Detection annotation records
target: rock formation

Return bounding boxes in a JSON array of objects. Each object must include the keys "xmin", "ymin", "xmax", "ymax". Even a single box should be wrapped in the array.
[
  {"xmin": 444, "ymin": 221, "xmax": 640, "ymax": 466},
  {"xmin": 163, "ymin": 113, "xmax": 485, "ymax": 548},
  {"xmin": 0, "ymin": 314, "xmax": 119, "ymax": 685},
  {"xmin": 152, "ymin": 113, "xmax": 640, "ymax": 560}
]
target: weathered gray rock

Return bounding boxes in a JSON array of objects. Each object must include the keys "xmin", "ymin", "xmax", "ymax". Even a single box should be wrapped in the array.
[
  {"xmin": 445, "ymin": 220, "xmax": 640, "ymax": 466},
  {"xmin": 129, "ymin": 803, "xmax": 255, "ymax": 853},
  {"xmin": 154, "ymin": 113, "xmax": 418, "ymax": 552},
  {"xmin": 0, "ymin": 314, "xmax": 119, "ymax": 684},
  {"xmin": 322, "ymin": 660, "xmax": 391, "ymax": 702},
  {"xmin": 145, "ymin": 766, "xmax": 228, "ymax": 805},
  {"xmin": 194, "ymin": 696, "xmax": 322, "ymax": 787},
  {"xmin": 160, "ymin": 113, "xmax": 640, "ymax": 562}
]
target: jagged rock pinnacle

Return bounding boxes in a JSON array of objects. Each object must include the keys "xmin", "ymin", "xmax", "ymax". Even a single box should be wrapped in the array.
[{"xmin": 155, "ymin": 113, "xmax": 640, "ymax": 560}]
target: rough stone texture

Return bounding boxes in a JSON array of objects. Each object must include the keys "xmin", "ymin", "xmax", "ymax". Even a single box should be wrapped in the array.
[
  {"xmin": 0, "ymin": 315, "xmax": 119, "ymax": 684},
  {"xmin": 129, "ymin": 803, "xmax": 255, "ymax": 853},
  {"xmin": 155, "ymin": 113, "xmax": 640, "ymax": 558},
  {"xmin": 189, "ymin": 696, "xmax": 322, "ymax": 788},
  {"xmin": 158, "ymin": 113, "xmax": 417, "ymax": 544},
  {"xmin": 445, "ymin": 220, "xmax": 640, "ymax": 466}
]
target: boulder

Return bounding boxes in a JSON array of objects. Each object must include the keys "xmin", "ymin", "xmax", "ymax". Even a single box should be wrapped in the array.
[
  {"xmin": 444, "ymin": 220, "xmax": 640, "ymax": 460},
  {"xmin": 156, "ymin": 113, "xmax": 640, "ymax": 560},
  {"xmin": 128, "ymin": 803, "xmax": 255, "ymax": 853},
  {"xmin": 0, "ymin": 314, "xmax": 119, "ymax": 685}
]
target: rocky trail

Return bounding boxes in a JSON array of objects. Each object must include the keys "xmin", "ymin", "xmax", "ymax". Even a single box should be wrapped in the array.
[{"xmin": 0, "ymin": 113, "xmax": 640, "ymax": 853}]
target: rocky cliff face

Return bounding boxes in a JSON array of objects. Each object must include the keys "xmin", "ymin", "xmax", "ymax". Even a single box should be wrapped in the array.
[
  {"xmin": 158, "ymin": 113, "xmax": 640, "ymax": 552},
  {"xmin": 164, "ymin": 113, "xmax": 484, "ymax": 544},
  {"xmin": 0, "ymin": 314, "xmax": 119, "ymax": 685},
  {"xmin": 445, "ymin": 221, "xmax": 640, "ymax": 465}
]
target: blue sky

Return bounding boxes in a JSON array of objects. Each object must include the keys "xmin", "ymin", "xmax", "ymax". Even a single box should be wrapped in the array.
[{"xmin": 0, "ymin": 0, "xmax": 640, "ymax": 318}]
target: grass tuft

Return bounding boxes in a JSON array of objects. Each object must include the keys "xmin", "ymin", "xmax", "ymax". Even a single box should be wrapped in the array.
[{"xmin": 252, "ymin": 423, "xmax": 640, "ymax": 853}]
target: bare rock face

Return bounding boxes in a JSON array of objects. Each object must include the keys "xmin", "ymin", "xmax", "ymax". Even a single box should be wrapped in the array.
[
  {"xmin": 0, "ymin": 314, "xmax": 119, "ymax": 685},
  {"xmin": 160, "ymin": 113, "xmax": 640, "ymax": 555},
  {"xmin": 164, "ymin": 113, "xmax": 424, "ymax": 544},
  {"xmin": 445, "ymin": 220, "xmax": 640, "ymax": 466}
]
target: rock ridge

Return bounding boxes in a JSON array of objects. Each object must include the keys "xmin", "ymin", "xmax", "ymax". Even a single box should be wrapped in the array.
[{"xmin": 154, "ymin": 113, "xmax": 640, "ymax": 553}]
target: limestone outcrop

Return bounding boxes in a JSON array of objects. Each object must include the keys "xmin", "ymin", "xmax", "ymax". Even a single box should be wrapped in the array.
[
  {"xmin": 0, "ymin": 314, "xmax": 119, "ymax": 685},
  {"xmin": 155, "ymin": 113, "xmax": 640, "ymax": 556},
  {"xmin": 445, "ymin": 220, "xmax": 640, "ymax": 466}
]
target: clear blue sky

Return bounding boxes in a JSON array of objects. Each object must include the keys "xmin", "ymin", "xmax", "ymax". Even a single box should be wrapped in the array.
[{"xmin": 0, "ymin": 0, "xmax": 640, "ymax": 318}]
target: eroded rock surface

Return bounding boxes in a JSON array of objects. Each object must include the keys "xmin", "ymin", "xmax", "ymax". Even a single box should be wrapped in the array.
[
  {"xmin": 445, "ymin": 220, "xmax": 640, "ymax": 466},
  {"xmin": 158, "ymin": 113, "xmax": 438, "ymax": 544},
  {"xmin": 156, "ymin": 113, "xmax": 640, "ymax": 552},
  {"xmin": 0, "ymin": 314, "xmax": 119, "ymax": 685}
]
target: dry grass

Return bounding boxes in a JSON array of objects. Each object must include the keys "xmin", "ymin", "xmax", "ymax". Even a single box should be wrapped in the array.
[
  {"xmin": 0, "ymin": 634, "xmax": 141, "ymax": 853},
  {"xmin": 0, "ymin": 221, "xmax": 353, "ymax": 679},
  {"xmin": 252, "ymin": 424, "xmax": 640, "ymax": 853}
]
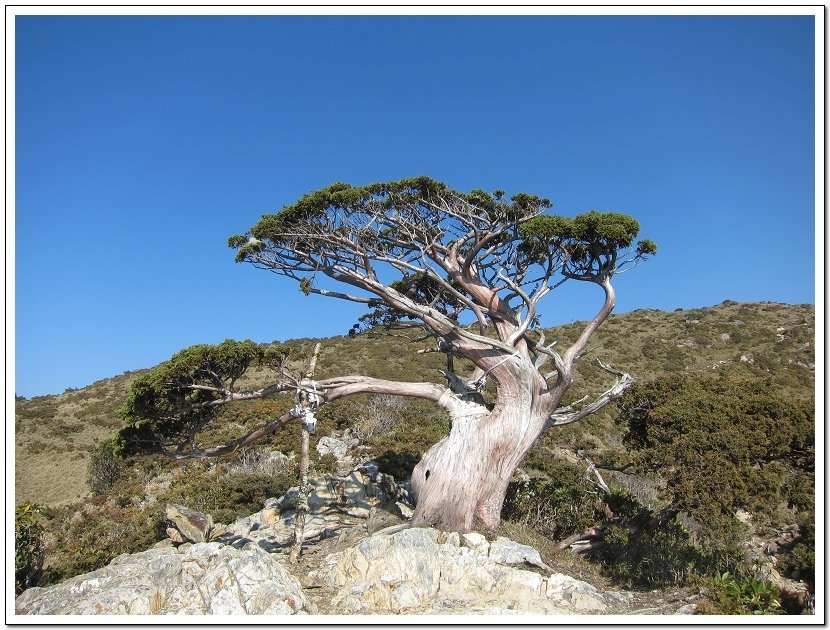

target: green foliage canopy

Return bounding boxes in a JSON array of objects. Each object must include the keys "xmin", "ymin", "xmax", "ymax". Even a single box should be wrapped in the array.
[
  {"xmin": 228, "ymin": 177, "xmax": 656, "ymax": 338},
  {"xmin": 116, "ymin": 339, "xmax": 285, "ymax": 455}
]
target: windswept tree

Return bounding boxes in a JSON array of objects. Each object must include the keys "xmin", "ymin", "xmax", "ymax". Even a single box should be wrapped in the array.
[{"xmin": 122, "ymin": 177, "xmax": 656, "ymax": 531}]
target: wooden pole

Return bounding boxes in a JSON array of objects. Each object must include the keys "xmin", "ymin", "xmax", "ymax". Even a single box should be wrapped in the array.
[{"xmin": 289, "ymin": 342, "xmax": 320, "ymax": 562}]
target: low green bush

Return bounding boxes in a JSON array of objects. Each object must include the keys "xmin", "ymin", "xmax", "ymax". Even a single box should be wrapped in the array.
[{"xmin": 14, "ymin": 503, "xmax": 45, "ymax": 595}]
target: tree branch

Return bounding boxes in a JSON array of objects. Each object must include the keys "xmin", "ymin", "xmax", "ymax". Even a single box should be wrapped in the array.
[{"xmin": 543, "ymin": 360, "xmax": 634, "ymax": 430}]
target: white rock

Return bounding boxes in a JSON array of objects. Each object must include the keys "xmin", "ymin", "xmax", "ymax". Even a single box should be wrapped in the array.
[{"xmin": 15, "ymin": 543, "xmax": 314, "ymax": 615}]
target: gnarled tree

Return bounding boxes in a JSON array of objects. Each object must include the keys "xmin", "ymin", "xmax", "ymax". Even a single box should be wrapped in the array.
[{"xmin": 122, "ymin": 177, "xmax": 656, "ymax": 531}]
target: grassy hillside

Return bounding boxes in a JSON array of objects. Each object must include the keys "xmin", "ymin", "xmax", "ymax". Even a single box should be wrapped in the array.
[
  {"xmin": 15, "ymin": 301, "xmax": 815, "ymax": 506},
  {"xmin": 15, "ymin": 301, "xmax": 815, "ymax": 613}
]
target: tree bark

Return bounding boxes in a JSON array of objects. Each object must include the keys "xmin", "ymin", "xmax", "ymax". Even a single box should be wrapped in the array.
[
  {"xmin": 289, "ymin": 342, "xmax": 320, "ymax": 562},
  {"xmin": 412, "ymin": 371, "xmax": 551, "ymax": 532}
]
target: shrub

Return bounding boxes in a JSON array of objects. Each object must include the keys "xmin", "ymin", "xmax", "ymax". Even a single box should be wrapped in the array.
[
  {"xmin": 14, "ymin": 503, "xmax": 45, "ymax": 595},
  {"xmin": 502, "ymin": 462, "xmax": 605, "ymax": 540},
  {"xmin": 697, "ymin": 572, "xmax": 784, "ymax": 615},
  {"xmin": 87, "ymin": 440, "xmax": 123, "ymax": 495}
]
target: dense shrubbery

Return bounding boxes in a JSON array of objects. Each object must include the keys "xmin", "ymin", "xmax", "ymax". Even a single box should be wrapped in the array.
[
  {"xmin": 503, "ymin": 375, "xmax": 815, "ymax": 614},
  {"xmin": 14, "ymin": 503, "xmax": 45, "ymax": 594},
  {"xmin": 87, "ymin": 440, "xmax": 123, "ymax": 495},
  {"xmin": 618, "ymin": 375, "xmax": 815, "ymax": 535}
]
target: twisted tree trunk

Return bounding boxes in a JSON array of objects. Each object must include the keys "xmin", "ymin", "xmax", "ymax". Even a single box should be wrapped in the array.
[{"xmin": 412, "ymin": 368, "xmax": 553, "ymax": 532}]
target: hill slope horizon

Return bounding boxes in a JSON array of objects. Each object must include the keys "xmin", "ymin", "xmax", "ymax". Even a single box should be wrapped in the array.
[{"xmin": 14, "ymin": 300, "xmax": 815, "ymax": 506}]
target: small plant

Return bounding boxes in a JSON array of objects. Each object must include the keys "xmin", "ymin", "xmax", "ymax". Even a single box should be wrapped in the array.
[
  {"xmin": 14, "ymin": 503, "xmax": 45, "ymax": 595},
  {"xmin": 87, "ymin": 440, "xmax": 122, "ymax": 495},
  {"xmin": 698, "ymin": 572, "xmax": 784, "ymax": 615}
]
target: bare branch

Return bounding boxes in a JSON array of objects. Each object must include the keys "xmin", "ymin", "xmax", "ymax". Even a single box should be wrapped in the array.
[{"xmin": 544, "ymin": 360, "xmax": 634, "ymax": 430}]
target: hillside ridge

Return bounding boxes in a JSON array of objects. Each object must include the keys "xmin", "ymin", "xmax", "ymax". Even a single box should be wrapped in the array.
[{"xmin": 14, "ymin": 300, "xmax": 815, "ymax": 506}]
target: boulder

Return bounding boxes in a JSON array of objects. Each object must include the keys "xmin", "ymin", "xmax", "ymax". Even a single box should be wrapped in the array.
[
  {"xmin": 312, "ymin": 528, "xmax": 630, "ymax": 614},
  {"xmin": 15, "ymin": 543, "xmax": 315, "ymax": 615},
  {"xmin": 485, "ymin": 536, "xmax": 553, "ymax": 571},
  {"xmin": 165, "ymin": 503, "xmax": 213, "ymax": 542}
]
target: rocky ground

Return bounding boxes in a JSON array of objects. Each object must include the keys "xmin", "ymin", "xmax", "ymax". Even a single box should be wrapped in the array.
[{"xmin": 15, "ymin": 446, "xmax": 695, "ymax": 616}]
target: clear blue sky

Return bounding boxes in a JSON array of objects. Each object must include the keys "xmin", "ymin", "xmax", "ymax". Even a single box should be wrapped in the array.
[{"xmin": 14, "ymin": 16, "xmax": 816, "ymax": 397}]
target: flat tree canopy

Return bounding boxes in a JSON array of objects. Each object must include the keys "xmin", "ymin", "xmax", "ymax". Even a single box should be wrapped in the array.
[{"xmin": 118, "ymin": 177, "xmax": 656, "ymax": 531}]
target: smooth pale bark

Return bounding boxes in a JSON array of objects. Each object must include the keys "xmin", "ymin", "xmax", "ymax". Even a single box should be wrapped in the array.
[{"xmin": 412, "ymin": 364, "xmax": 555, "ymax": 532}]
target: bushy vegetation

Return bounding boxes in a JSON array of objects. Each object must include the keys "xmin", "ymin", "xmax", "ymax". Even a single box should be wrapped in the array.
[
  {"xmin": 87, "ymin": 440, "xmax": 123, "ymax": 495},
  {"xmin": 14, "ymin": 503, "xmax": 45, "ymax": 594}
]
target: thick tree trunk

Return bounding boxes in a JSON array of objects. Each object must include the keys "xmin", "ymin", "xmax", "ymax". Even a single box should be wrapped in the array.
[{"xmin": 412, "ymin": 378, "xmax": 550, "ymax": 532}]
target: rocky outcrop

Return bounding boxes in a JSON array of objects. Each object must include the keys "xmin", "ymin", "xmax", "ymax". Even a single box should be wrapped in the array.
[
  {"xmin": 15, "ymin": 542, "xmax": 315, "ymax": 615},
  {"xmin": 165, "ymin": 503, "xmax": 213, "ymax": 542},
  {"xmin": 310, "ymin": 529, "xmax": 631, "ymax": 614},
  {"xmin": 15, "ymin": 462, "xmax": 694, "ymax": 615}
]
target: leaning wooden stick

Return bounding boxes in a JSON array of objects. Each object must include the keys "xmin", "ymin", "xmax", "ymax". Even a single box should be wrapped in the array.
[{"xmin": 289, "ymin": 343, "xmax": 320, "ymax": 562}]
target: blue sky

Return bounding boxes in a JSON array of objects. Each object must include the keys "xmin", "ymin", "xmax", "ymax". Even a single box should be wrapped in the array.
[{"xmin": 14, "ymin": 16, "xmax": 816, "ymax": 396}]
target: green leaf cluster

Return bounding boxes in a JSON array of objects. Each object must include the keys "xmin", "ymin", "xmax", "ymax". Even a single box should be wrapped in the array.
[
  {"xmin": 14, "ymin": 503, "xmax": 45, "ymax": 595},
  {"xmin": 115, "ymin": 339, "xmax": 285, "ymax": 456},
  {"xmin": 519, "ymin": 210, "xmax": 657, "ymax": 276}
]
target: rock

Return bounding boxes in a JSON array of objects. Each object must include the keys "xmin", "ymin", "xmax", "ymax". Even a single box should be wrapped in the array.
[
  {"xmin": 395, "ymin": 501, "xmax": 415, "ymax": 521},
  {"xmin": 15, "ymin": 543, "xmax": 315, "ymax": 615},
  {"xmin": 150, "ymin": 538, "xmax": 174, "ymax": 549},
  {"xmin": 546, "ymin": 573, "xmax": 633, "ymax": 613},
  {"xmin": 208, "ymin": 523, "xmax": 228, "ymax": 542},
  {"xmin": 259, "ymin": 506, "xmax": 280, "ymax": 525},
  {"xmin": 490, "ymin": 536, "xmax": 553, "ymax": 571},
  {"xmin": 165, "ymin": 503, "xmax": 213, "ymax": 542},
  {"xmin": 461, "ymin": 532, "xmax": 490, "ymax": 556},
  {"xmin": 312, "ymin": 528, "xmax": 627, "ymax": 614},
  {"xmin": 317, "ymin": 437, "xmax": 349, "ymax": 460}
]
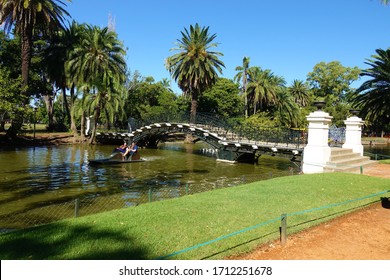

**What the exercise asks**
Which lines of the records contain the word "branch"? Copy each one.

**Answer to this task**
target: tree branch
target: bare branch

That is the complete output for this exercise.